WORK TO DO:
Copy out verbatim the part of the items that opens with the line containing "Your objective: find every burst" and runs through to the end of the items.

####################

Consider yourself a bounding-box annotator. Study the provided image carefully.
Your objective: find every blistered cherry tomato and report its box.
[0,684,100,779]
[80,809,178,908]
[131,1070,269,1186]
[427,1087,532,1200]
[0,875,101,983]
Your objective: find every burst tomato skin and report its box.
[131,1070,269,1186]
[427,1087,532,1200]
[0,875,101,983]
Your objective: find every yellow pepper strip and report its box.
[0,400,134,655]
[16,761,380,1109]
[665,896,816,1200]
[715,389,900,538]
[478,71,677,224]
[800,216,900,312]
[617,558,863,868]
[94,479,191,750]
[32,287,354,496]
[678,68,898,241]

####################

ANSWER IN FULL:
Your objective: find every burst tomato skin and report its box.
[131,1070,269,1186]
[427,1087,532,1200]
[0,875,101,983]
Your objective: find every yellow pepper strip and report its box.
[0,400,134,655]
[16,761,380,1109]
[665,896,816,1200]
[715,389,900,538]
[478,71,677,224]
[800,216,900,312]
[617,558,863,868]
[94,479,191,750]
[32,287,354,496]
[678,68,898,241]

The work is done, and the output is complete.